• **WHAT YOU WILL DO**
Your task is to reproduce the material exactly.

(begin)

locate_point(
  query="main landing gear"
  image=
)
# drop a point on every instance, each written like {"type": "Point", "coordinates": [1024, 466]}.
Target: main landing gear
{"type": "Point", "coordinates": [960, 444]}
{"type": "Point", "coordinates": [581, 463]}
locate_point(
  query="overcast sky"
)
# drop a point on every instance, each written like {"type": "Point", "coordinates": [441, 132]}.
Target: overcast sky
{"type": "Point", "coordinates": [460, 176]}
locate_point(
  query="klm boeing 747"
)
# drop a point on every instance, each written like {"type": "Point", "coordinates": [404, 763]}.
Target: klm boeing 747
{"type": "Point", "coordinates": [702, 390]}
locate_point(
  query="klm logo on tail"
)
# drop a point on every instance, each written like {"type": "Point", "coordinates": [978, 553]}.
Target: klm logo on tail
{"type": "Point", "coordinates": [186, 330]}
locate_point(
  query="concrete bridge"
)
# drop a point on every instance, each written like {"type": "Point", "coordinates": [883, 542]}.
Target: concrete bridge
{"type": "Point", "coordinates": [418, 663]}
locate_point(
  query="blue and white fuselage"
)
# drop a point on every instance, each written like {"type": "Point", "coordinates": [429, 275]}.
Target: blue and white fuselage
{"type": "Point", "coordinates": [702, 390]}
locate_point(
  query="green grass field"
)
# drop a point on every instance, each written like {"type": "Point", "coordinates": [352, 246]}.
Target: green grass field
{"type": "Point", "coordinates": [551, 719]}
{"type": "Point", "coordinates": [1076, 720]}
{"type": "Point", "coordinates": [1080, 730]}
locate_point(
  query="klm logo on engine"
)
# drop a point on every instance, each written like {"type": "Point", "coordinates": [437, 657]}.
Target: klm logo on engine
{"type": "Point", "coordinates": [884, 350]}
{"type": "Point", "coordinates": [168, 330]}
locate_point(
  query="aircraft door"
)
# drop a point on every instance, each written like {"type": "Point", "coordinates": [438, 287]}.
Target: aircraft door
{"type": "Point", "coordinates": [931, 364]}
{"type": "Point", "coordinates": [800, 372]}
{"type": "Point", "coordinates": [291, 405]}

(end)

• **EXERCISE ANSWER**
locate_point(
  query="main landing gear"
  image=
)
# drop a point on every instance, each written like {"type": "Point", "coordinates": [1024, 466]}.
Target: main landing gear
{"type": "Point", "coordinates": [960, 444]}
{"type": "Point", "coordinates": [581, 463]}
locate_point(
  query="overcast sky"
)
# drop a point on every instance, each written like {"type": "Point", "coordinates": [441, 132]}.
Target: overcast sky
{"type": "Point", "coordinates": [460, 176]}
locate_point(
  query="klm boeing 747"
)
# drop a point on every instance, each written like {"type": "Point", "coordinates": [404, 763]}.
Target: klm boeing 747
{"type": "Point", "coordinates": [702, 390]}
locate_point(
  query="klm logo on tail"
)
# drop a point on every instance, each written like {"type": "Point", "coordinates": [978, 553]}.
Target: klm logo on tail
{"type": "Point", "coordinates": [186, 330]}
locate_point(
  query="concrete bridge"
)
# drop a point on every instance, each written like {"type": "Point", "coordinates": [883, 542]}.
Target: concrete bridge
{"type": "Point", "coordinates": [418, 663]}
locate_point(
  query="blue and white fuselage"
)
# drop a point on every instance, each written like {"type": "Point", "coordinates": [429, 275]}.
Target: blue and white fuselage
{"type": "Point", "coordinates": [702, 390]}
locate_point(
  query="green grass field"
)
# drop a point on every instance, each written like {"type": "Point", "coordinates": [352, 246]}.
Target: green grass field
{"type": "Point", "coordinates": [551, 719]}
{"type": "Point", "coordinates": [1076, 720]}
{"type": "Point", "coordinates": [1080, 730]}
locate_point(
  query="klm logo on engine"
)
# drop a point on every instance, each written like {"type": "Point", "coordinates": [437, 657]}.
Target: klm logo on engine
{"type": "Point", "coordinates": [884, 350]}
{"type": "Point", "coordinates": [168, 330]}
locate_point(
  query="aircraft door"
)
# drop a point on every instance, each written like {"type": "Point", "coordinates": [438, 287]}.
Target: aircraft door
{"type": "Point", "coordinates": [931, 364]}
{"type": "Point", "coordinates": [800, 372]}
{"type": "Point", "coordinates": [291, 405]}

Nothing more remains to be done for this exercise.